### Aim of the task:
Copy the records below line for line without changing anything, but leave out the pictures.

(Records pointing to named objects)
━━━━━━━━━━━━━━━━
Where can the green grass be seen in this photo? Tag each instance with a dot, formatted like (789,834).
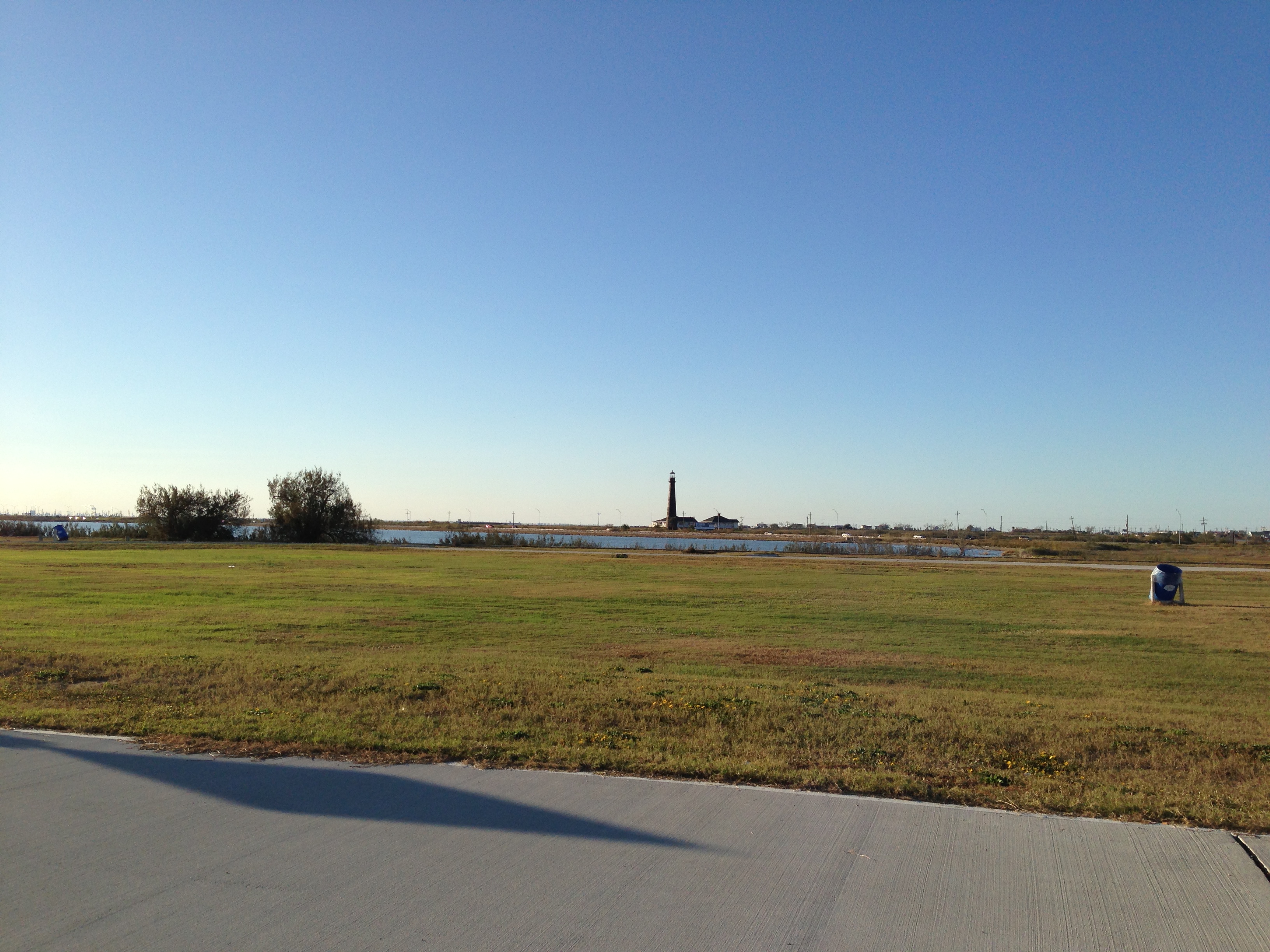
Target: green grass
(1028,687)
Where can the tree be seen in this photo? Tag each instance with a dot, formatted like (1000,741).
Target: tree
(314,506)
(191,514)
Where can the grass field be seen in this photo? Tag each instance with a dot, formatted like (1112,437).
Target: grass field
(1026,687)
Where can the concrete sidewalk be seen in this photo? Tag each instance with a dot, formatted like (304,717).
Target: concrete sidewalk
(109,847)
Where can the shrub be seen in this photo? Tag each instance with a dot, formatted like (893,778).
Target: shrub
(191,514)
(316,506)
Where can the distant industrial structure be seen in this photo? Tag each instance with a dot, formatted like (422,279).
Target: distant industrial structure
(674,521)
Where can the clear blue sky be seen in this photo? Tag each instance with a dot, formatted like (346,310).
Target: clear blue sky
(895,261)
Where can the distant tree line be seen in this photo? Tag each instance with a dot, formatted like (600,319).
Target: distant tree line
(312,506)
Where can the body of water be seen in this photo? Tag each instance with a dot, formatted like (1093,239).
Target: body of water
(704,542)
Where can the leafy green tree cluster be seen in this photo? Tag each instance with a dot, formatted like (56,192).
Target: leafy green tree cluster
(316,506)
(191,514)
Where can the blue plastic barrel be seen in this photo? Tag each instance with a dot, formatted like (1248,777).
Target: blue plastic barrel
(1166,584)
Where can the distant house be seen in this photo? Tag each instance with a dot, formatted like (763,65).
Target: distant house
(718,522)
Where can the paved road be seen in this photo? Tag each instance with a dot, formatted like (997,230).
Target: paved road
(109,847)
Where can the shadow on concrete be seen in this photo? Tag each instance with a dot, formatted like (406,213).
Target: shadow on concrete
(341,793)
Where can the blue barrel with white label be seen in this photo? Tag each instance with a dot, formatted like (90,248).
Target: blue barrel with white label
━━━━━━━━━━━━━━━━
### Task output:
Where can the green grass be seen in this photo? Tag each instance with a dot, formatted like (789,834).
Target: green grass
(1028,687)
Where can the tree be seen in this photo? Tag each instance with a dot, formatted like (1000,741).
Target: tree
(314,506)
(191,514)
Where can the grass field be seen in this photo? Tag each instance with a dot, formatted like (1112,437).
Target: grass field
(1026,687)
Where can the concrete sidewalk be seen in this photo? Tag each instance with a dot, formatted like (304,717).
Target: concrete sidewalk
(109,847)
Where can the shrub be seen in this photo? Tag each instance with a dot, formatted like (893,778).
Target: shrub
(191,514)
(316,506)
Where can the distant industrial structure be seen in this photo? Tag each instance with a dot, formatted like (422,279).
Target: distant industrial structure
(674,521)
Where can the clear blue sky be seen in this photo? Tag each instance with a dot, formatted like (346,310).
Target: clear blue sky
(895,261)
Where can the distant tree line be seen in this photo? Tag each instance with a dot, formatted like (600,319).
Target: distant tree line
(312,506)
Where can the body of water be seen in this photo? Tag each instance with a dot, formatted like (1093,239).
Target: body of water
(704,542)
Where can the leafy green tree cluster be seen in this photo? Tag each instance with a dot, formatted like (56,192).
Target: leafy green tree cluster
(316,506)
(191,514)
Where can the blue plastic barrel be seen in this photo? Tag each instance with a dot, formatted like (1248,777).
Target: blue plastic barrel
(1166,584)
Where can the distant house be seen in this photo? Tag each instance with a dot, formatted like (763,65).
Target: distant house
(718,522)
Where can the paved road be seen in this photo? Tag each instance with a dot, formatted like (997,230).
Target: paved road
(109,847)
Where can the shadow on concrete be seen in this photo? Tag each instance with a dot, formatted like (406,213).
Target: shadow on concrete
(341,793)
Where can the blue barrel with white label be seen in this photo? Tag each instance with a dot, formatted like (90,248).
Target: blue barrel with white label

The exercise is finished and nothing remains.